EXERCISE INSTRUCTIONS =>
Reproduce the forum excerpt below on consciousness and panpsychism in full, word for word and with its original punctuation and line breaks.

I don't think the assertions are all correct, in all cases however.

I do think we spend much of our time on a kind of autopilot, where (the bit of
your mind we identify as _you_ ) is essentially a passenger. Our actual
conscious thought is probably much smaller than we'd like to believe.

I'm looking forward to @bencollier49's thoughts/blogpost.

------
ArtWomb
Alternatively, ALL matter is conscious. And interstellar motion is guided not
by gravity and dark matter interactions. But by _volition_. With young stars
swerving between trajectories by minded emissions of directional jets ;)

Can Panpsychism Become an Observational Science?

[https://jcer.com/index.php/jcj/article/view/579](https://jcer.com/index.php/jcj/article/view/579)

This comes on the heels of the Free Will debate in neuroscience. Where some
observers decipher the lighting up of a cluster of neurons in an fMRI machine
milliseconds before an action takes place as proof of external determinism. Or
perhaps it is conspiratorial prep for the coming age of state sponsored brain
implants and hive mind mass control.

PROVIDED MATERIAL =>
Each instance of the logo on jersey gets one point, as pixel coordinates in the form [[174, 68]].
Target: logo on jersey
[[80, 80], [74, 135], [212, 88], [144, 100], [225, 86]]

WRITTEN ANSWER =>
I don't think the assertions are all correct, in all cases however.

I do think we spend much of our time on a kind of autopilot, where (the bit of
your mind we identify as _you_ ) is essentially a passenger. Our actual
conscious thought is probably much smaller than we'd like to believe.

I'm looking forward to @bencollier49's thoughts/blogpost.

------
ArtWomb
Alternatively, ALL matter is conscious. And interstellar motion is guided not
by gravity and dark matter interactions. But by _volition_. With young stars
swerving between trajectories by minded emissions of directional jets ;)

Can Panpsychism Become an Observational Science?

[https://jcer.com/index.php/jcj/article/view/579](https://jcer.com/index.php/jcj/article/view/579)

This comes on the heels of the Free Will debate in neuroscience. Where some
observers decipher the lighting up of a cluster of neurons in an fMRI machine
milliseconds before an action takes place as proof of external determinism. Or
perhaps it is conspiratorial prep for the coming age of state sponsored brain
implants and hive mind mass control.